Texto de lectura →
La idea, sin embargo, con ser correcta en lo esencial, es insuficiente para aportar una idea completa del alcance de los ensayos de Fernández. Me explico: si sólo fueran éstos ensayos sobre minucias, al término de su lectura las incorporaríamos como curiosidades, datos, fechas o cosas nuevas a la vitrina de los saberes velardianos establecidos. Y es justo lo contrario lo que ocurre con él: sus avistamientos, sin dejar de entregarnos siempre brillantes objetos críticos que lucen en la vitrina evocada y llevan su sello, señalan siempre también una rendija no explorada, indican una tarea para sí mismo o para los otros investigadores devotos, prometen siempre una continuación.

Ejercicios por resolver →
**A)** Repite tal cual el pasaje del texto sobre los ensayos de Fernández que empieza con "La idea, sin" y sigue hasta "siempre una continuación.".
**B)** Escribe lo que sigue del texto sobre los ensayos de Fernández, a partir de su última oración.

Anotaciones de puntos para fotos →
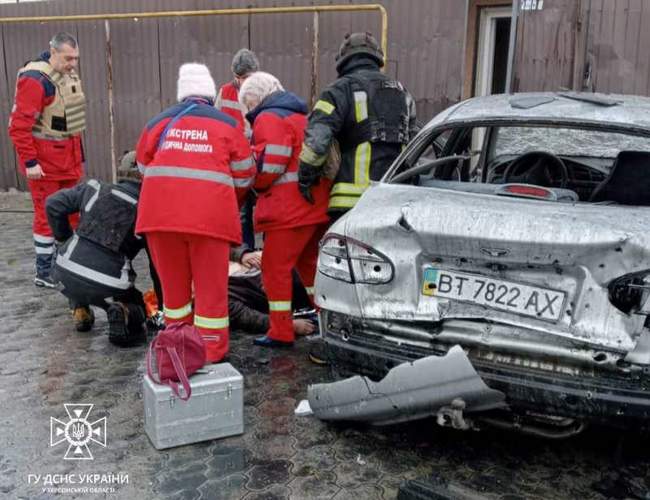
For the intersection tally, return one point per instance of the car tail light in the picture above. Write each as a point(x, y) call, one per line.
point(348, 260)
point(631, 293)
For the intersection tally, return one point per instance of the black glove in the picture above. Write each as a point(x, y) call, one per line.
point(308, 176)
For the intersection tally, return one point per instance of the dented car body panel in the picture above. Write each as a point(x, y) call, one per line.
point(548, 298)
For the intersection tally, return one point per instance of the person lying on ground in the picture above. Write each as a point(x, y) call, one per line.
point(248, 305)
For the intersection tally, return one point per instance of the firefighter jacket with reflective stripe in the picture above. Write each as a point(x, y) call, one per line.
point(47, 120)
point(101, 250)
point(371, 116)
point(278, 131)
point(197, 166)
point(228, 102)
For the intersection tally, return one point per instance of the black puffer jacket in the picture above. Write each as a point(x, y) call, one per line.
point(248, 305)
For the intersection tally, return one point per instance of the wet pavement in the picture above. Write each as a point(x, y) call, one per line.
point(44, 363)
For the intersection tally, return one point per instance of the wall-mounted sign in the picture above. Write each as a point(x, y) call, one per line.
point(532, 4)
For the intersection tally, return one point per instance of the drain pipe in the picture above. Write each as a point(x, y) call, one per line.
point(512, 45)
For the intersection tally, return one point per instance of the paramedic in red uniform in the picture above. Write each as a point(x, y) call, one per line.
point(292, 227)
point(244, 63)
point(197, 166)
point(45, 127)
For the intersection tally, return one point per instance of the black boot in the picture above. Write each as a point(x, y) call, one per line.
point(126, 324)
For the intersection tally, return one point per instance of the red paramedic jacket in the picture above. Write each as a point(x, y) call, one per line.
point(60, 159)
point(278, 130)
point(229, 103)
point(196, 175)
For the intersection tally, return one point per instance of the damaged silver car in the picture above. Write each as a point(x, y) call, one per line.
point(517, 227)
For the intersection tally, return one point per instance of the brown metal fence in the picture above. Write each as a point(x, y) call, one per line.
point(143, 55)
point(596, 45)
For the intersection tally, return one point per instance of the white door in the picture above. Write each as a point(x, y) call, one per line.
point(490, 49)
point(491, 55)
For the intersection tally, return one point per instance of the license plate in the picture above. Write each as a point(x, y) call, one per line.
point(528, 300)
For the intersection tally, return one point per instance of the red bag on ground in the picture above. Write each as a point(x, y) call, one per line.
point(179, 351)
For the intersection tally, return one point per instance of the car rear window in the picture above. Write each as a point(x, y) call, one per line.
point(566, 142)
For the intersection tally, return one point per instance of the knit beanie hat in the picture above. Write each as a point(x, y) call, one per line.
point(258, 87)
point(194, 79)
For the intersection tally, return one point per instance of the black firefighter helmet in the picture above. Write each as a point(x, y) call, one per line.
point(359, 43)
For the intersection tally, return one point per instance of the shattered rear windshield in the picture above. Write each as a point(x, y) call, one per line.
point(566, 142)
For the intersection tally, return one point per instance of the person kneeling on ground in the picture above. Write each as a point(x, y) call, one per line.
point(94, 263)
point(248, 305)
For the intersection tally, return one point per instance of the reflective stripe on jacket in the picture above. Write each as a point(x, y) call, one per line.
point(278, 132)
point(59, 154)
point(195, 177)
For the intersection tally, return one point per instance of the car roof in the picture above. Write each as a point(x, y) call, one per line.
point(592, 110)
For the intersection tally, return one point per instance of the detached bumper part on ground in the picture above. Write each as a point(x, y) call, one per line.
point(445, 386)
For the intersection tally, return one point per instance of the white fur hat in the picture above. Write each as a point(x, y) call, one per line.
point(194, 79)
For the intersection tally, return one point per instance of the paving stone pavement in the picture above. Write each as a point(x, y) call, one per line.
point(44, 363)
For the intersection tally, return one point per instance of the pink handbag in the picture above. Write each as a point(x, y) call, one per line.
point(179, 352)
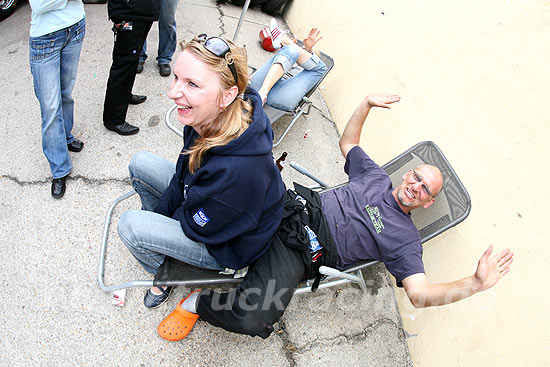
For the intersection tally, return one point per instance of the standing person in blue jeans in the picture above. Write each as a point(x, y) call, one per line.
point(167, 38)
point(279, 82)
point(56, 35)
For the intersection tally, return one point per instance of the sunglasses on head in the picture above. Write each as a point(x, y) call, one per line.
point(424, 186)
point(217, 46)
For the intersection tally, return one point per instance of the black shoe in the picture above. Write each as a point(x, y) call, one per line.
point(75, 146)
point(58, 187)
point(139, 70)
point(153, 300)
point(123, 129)
point(164, 69)
point(136, 99)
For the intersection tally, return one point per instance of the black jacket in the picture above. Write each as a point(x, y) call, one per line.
point(128, 10)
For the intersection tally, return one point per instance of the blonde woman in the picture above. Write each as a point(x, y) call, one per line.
point(220, 205)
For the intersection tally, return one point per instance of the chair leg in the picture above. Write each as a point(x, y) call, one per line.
point(101, 268)
point(294, 119)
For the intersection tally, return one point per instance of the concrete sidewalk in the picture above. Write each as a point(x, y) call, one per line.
point(53, 310)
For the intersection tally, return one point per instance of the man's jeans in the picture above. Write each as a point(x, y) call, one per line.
point(288, 92)
point(151, 236)
point(54, 63)
point(167, 33)
point(126, 49)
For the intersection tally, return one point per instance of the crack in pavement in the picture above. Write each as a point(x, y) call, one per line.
point(89, 181)
point(344, 338)
point(289, 348)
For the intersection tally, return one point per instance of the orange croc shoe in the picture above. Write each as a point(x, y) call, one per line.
point(179, 323)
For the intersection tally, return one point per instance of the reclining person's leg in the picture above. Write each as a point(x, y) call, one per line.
point(287, 93)
point(261, 298)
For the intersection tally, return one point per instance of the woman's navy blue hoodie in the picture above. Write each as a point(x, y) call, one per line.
point(233, 203)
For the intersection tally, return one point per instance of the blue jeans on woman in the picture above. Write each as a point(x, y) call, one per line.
point(54, 63)
point(289, 90)
point(167, 33)
point(150, 236)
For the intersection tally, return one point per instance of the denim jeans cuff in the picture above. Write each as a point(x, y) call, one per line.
point(312, 62)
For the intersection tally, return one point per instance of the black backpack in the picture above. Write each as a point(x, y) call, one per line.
point(293, 234)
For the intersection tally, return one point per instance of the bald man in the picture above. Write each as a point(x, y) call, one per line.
point(369, 219)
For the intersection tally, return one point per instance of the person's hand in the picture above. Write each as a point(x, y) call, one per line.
point(382, 100)
point(491, 270)
point(312, 38)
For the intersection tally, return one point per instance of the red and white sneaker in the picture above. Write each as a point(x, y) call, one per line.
point(276, 34)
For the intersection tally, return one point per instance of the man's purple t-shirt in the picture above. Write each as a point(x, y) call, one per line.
point(367, 223)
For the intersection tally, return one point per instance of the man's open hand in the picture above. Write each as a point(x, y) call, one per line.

Las respuestas →
**A)**
La idea, sin embargo, con ser correcta en lo esencial, es insuficiente para aportar una idea completa del alcance de los ensayos de Fernández. Me explico: si sólo fueran éstos ensayos sobre minucias, al término de su lectura las incorporaríamos como curiosidades, datos, fechas o cosas nuevas a la vitrina de los saberes velardianos establecidos. Y es justo lo contrario lo que ocurre con él: sus avistamientos, sin dejar de entregarnos siempre brillantes objetos críticos que lucen en la vitrina evocada y llevan su sello, señalan siempre también una rendija no explorada, indican una tarea para sí mismo o para los otros investigadores devotos, prometen siempre una continuación.

**B)**
Me remito a dos casos. En el primer párrafo de la “Nota” que abre el libro, Fernández recuerda el descubrimiento de Anthony Stanton, quien localizó el poema de Juan Ramón Jiménez mencionado por López Velarde en una prosa publicada antes de aparecer el libro del andaluz. El caso le interesa, claro, por misterioso y porque concierne al texto de Ramón del que tomó las palabras que dan título a su libro, pero apenas lo cuenta pone esta nota: “Un historiador más acucioso tendrá que definir en qué publicación y cuando lo leyó López Velarde”. Fernando quisiera ser el historiador que dé con esa revista recóndita, pero también entiende que el estudio velardiano es una tarea colectiva.

 

A su vez, en el extraordinario “Señorita con nombre de flor”, el acucioso ensayo dedicado a descifrar el misterio de Margarita Quijano, Fernández decide cerrar su apasionante recorrido de más de 40 páginas señalando no una conclusión, sino la continuación deseada para sus indagaciones. Como si él mismo olvidara que en su escrito acaba de hacer cuatro o cinco aportaciones definitivas (la ordenación exacta de los poemas del ciclo dedicado a Margarita, que nadie había intentado; el desciframiento de lo que significan las expresiones “día 13” y “don de febrero”; la indicación del papel que Vida Moderna tuvo en un momento clave de su evolución; y el más completo estudio —el único imparcial— de la personalidad de la musa), Fernández se despide de ese escrito viendo hacia el porvenir, en un gesto de fruición crítica que lo retrata de cuerpo entero.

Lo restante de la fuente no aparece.